▸ **Short problem**
Convert the lines of the items into a Markdown table with columns n and Line, skipping blank lines; begin at the line containing "Query: sheer fabric" and continue through the line containing "Give the mask of the sheer".

Region annotation items:

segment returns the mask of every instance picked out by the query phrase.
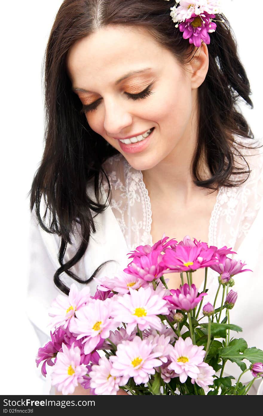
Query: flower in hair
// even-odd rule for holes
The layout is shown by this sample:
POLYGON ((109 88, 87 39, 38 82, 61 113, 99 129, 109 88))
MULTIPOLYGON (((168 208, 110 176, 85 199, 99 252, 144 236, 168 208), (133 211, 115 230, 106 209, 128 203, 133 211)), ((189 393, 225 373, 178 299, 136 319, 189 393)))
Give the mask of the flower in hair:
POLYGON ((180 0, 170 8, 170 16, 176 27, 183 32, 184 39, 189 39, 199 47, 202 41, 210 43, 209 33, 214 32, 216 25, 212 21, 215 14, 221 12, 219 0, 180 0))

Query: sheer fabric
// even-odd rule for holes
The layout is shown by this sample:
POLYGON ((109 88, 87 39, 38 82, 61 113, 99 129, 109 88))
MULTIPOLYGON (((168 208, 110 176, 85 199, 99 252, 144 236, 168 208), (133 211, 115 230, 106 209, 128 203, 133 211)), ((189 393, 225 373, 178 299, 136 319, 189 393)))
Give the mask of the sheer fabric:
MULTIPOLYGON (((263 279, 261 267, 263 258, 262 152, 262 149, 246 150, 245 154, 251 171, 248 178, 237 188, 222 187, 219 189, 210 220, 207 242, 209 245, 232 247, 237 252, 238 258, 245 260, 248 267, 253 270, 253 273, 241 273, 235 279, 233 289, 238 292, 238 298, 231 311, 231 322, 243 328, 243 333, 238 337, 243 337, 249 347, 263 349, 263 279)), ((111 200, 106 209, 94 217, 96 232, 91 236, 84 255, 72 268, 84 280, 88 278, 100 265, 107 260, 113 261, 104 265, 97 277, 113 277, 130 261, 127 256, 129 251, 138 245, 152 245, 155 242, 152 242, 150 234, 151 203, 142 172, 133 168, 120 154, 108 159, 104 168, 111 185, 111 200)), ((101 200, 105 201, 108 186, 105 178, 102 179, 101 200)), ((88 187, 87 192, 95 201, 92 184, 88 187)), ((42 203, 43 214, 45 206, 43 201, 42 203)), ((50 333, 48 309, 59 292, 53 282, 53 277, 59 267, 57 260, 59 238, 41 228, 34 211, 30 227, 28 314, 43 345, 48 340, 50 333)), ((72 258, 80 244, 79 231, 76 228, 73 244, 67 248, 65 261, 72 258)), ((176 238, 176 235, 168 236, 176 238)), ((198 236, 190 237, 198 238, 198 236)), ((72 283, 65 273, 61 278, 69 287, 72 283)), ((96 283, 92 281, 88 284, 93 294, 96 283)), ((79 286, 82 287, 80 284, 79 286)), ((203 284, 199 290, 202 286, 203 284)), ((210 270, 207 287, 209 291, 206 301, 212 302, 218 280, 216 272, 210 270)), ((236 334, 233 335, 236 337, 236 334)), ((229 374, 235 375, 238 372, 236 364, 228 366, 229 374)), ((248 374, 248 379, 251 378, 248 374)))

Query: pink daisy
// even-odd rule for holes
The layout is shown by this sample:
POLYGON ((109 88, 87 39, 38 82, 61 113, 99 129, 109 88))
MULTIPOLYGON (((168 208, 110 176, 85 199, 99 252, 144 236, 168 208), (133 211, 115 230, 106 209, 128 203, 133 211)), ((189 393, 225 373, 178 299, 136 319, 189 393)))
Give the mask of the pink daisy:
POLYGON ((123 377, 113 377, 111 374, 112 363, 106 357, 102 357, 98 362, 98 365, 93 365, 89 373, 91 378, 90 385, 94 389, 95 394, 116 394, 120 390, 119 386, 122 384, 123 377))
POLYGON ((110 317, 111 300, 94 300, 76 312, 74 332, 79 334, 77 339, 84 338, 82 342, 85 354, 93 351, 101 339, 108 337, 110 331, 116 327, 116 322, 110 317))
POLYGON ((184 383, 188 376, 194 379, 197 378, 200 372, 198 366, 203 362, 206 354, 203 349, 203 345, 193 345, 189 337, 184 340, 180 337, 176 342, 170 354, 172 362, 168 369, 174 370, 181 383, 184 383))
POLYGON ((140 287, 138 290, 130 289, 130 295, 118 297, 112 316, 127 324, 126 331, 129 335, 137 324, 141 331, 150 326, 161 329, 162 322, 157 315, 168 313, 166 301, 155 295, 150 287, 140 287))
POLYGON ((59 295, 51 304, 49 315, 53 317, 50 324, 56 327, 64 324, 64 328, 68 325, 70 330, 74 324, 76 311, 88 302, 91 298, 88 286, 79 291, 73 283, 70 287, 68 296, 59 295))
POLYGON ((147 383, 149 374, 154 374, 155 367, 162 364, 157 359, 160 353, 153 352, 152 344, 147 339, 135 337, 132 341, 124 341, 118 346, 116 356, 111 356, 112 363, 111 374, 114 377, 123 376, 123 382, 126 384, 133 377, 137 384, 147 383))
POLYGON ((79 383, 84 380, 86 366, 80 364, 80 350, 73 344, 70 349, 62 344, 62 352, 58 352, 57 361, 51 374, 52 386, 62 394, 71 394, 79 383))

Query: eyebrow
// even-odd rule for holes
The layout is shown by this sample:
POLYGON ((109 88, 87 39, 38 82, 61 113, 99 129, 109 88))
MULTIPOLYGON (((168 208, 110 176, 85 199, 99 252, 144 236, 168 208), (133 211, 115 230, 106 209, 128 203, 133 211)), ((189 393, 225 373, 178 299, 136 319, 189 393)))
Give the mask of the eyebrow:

▸ **Problem solution**
| n | Line |
|---|---|
| 1 | Query: sheer fabric |
| 2 | // even-odd rule for holes |
| 3 | The layout is shown by this sample: |
| 4 | POLYGON ((109 88, 87 39, 38 82, 61 113, 99 129, 109 88)) |
| 5 | MULTIPOLYGON (((168 208, 110 176, 85 199, 99 252, 144 236, 168 208), (133 211, 115 230, 106 209, 128 203, 133 211)), ((189 393, 225 373, 178 299, 136 319, 189 393))) |
| 6 | Give the mask of the sheer fabric: |